**EXERCISE**. Whenever a line contains the string "below", copy it out of the entries.

**INPUT**.
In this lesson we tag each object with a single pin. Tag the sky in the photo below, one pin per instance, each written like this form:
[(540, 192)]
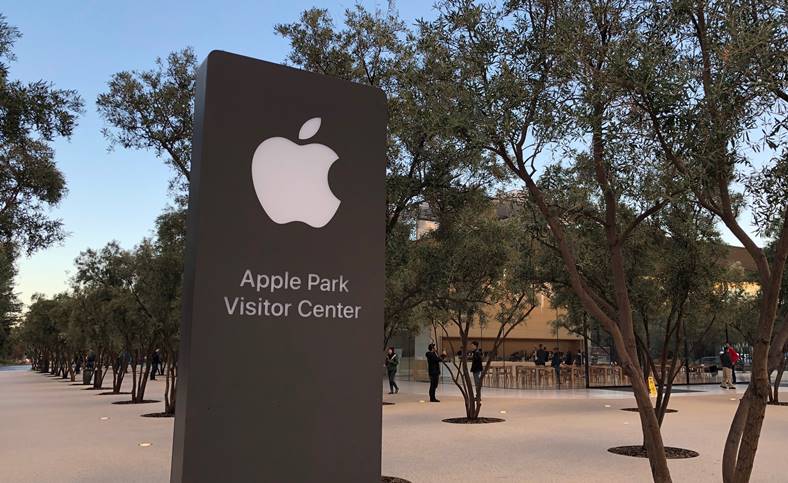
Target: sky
[(117, 194)]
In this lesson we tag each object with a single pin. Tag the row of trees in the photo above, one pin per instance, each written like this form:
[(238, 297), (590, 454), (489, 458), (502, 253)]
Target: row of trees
[(629, 128), (124, 306), (32, 115)]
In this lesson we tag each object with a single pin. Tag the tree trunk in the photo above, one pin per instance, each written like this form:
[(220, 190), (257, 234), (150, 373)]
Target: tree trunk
[(170, 386), (742, 442), (774, 396)]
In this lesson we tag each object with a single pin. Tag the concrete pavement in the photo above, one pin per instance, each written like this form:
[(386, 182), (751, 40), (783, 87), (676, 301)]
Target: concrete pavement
[(52, 431)]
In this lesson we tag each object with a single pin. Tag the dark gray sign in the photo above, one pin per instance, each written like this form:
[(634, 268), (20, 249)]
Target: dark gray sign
[(280, 363)]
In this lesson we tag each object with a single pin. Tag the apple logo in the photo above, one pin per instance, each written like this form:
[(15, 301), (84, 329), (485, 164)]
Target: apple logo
[(291, 180)]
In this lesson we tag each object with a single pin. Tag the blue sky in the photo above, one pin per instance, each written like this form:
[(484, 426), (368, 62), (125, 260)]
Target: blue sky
[(116, 195), (79, 45)]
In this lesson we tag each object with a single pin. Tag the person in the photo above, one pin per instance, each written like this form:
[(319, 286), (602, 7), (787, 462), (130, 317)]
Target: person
[(155, 363), (392, 361), (556, 363), (734, 359), (476, 368), (541, 356), (433, 369), (727, 368)]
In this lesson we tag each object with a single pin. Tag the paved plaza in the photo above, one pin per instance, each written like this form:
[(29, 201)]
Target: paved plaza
[(53, 431)]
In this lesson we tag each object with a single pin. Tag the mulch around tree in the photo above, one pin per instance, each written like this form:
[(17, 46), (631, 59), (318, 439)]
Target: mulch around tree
[(147, 401), (473, 421), (638, 451), (635, 410)]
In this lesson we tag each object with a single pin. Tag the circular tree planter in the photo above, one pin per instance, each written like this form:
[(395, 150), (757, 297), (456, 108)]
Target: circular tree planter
[(473, 421), (638, 451), (147, 401), (635, 410)]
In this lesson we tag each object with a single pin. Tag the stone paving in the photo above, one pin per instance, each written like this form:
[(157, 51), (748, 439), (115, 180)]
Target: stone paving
[(51, 431)]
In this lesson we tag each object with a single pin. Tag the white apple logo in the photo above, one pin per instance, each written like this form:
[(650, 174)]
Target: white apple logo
[(291, 180)]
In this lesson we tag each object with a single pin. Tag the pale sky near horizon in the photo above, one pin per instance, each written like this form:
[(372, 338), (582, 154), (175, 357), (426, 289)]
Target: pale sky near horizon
[(116, 195)]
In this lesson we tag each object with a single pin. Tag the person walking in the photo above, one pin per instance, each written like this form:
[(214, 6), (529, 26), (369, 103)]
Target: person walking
[(541, 356), (734, 359), (476, 369), (155, 362), (392, 361), (556, 363), (727, 369), (433, 369)]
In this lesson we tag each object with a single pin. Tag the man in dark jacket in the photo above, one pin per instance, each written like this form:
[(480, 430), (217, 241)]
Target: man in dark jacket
[(476, 369), (541, 356), (433, 369), (727, 370), (556, 363)]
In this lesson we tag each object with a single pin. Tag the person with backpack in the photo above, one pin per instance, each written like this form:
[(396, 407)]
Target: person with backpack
[(734, 359), (476, 369), (433, 369), (392, 361), (727, 370)]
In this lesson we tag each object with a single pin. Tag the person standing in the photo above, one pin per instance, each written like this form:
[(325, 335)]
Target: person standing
[(476, 369), (392, 361), (727, 370), (556, 363), (541, 356), (433, 369), (734, 359), (155, 363)]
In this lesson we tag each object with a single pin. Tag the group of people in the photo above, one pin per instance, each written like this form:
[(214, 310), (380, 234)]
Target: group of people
[(541, 356)]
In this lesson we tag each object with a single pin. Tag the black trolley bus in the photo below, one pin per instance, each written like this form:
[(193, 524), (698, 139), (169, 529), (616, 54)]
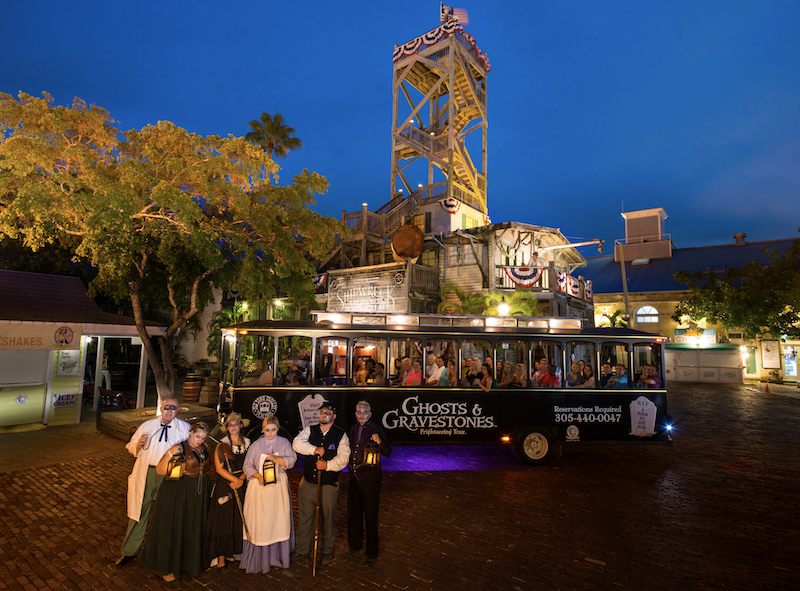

**RESPONSE TO THE EXERCISE**.
In this lesson we tag each object with a single pin. Tag the sky in the photo below, one pin per instance, each written like this form:
In this lesson we tag each object with a single pin. Tag the black trolley bus in the photo below, one pin per instance, each written like this form:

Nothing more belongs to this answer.